Problem description: Give as output the line that contains "Wildlife-count tagging: point out every instance of the shrub", followed by every remaining line of the entries, unchanged and with nothing added.

---- Given entries

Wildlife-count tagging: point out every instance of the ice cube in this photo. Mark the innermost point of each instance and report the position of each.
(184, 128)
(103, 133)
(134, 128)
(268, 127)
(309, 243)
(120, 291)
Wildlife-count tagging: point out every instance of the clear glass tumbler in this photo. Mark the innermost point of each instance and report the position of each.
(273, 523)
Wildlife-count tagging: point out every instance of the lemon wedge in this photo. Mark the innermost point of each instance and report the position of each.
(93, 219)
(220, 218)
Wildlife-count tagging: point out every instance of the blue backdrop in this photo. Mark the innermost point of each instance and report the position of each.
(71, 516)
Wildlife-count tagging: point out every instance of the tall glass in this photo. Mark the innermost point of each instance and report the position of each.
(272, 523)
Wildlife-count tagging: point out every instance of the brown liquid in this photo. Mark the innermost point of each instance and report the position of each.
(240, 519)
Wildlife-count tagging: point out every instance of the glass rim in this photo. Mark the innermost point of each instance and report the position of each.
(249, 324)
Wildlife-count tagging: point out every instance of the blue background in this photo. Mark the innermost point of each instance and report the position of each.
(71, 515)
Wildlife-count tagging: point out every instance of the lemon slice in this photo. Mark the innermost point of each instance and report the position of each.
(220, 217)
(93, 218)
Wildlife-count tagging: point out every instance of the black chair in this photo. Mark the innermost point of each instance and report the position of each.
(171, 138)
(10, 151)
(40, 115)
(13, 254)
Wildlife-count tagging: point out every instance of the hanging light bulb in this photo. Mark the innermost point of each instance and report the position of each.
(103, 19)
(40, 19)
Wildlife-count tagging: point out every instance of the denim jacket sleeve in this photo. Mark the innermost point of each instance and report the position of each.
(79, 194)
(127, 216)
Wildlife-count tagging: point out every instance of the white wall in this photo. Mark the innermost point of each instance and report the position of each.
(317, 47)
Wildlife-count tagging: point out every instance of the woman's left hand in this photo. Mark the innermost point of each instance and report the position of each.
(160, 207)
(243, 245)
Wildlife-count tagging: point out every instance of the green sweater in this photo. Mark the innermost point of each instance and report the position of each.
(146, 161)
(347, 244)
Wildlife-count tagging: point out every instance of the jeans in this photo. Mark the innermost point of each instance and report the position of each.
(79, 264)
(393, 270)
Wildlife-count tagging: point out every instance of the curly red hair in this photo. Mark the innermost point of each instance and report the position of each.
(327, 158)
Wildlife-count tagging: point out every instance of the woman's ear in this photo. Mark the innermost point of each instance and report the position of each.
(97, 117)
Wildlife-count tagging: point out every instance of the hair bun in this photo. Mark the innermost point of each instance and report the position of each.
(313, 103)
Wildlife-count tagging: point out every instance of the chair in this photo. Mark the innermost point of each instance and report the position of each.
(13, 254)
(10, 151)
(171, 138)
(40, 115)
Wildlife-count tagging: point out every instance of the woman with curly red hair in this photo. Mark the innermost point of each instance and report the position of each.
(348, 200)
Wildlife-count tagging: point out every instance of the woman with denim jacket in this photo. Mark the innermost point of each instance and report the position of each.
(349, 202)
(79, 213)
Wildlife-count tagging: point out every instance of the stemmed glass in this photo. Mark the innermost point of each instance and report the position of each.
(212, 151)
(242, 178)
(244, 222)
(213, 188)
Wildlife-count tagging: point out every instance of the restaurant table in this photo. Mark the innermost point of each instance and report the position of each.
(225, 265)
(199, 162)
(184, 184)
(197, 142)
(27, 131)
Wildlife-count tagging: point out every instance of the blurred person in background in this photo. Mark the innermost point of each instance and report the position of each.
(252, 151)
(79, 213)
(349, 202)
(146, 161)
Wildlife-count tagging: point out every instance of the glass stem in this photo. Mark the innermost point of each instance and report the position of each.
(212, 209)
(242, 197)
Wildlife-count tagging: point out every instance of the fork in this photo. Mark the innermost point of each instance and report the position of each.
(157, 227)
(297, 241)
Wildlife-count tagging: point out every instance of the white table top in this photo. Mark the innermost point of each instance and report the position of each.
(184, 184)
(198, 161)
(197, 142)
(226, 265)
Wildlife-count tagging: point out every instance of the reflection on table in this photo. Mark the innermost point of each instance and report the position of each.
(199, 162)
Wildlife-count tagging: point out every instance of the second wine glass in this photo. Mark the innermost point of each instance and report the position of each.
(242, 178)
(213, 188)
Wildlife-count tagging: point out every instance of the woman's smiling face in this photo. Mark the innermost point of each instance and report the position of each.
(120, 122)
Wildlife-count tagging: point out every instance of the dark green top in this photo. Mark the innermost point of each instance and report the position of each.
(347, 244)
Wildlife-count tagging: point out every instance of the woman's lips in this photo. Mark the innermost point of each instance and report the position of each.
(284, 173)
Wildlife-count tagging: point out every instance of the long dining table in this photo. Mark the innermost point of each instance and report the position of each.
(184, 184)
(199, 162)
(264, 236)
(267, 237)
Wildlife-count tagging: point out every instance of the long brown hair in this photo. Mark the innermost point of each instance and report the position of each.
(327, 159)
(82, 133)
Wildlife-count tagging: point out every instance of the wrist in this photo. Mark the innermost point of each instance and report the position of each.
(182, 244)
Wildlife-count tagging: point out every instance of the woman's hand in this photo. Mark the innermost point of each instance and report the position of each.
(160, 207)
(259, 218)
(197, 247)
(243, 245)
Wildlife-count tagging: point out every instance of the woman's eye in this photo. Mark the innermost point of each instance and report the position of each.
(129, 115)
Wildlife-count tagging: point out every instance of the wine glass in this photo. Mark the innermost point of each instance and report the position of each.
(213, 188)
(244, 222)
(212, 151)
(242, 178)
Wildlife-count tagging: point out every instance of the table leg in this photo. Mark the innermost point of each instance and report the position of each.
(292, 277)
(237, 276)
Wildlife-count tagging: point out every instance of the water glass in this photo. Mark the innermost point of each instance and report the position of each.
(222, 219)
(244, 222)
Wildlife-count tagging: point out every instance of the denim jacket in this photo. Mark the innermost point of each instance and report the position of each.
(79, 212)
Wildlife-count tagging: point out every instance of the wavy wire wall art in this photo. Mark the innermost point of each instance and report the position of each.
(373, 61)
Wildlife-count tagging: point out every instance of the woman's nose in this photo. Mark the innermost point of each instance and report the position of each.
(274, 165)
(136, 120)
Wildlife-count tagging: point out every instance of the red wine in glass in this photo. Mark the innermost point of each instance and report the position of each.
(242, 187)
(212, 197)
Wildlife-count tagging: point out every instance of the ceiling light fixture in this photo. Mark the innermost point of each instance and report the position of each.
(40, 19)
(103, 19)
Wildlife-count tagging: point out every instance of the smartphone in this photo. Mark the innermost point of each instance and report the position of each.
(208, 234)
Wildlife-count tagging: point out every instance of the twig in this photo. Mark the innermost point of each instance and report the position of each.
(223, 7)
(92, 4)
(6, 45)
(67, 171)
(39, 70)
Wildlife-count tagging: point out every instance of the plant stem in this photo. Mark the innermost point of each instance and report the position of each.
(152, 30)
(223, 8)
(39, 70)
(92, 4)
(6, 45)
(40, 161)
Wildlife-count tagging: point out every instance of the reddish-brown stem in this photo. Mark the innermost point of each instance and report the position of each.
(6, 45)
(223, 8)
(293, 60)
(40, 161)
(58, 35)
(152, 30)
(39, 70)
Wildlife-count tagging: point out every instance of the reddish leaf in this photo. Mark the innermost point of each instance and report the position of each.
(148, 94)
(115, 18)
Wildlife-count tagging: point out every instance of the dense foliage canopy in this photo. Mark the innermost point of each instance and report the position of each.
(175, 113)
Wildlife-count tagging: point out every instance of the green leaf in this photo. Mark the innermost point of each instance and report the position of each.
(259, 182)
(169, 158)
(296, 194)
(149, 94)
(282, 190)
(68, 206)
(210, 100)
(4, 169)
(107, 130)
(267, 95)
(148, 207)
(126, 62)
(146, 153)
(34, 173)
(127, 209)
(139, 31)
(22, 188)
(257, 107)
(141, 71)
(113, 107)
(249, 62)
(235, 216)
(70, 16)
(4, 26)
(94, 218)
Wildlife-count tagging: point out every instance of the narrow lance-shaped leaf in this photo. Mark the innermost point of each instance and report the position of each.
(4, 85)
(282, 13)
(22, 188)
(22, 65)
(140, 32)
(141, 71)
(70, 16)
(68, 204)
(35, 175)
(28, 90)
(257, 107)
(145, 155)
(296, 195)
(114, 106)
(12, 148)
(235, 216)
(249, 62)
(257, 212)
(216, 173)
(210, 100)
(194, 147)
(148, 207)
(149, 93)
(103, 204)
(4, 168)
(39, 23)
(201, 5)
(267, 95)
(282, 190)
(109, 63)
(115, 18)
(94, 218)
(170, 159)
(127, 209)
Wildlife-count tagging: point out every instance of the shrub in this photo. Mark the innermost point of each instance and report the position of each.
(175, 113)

--------

Result of this task:
Wildlife-count tagging: point out every instance of the shrub in this photo. Mark the innermost point of each instance and report the position of each.
(175, 113)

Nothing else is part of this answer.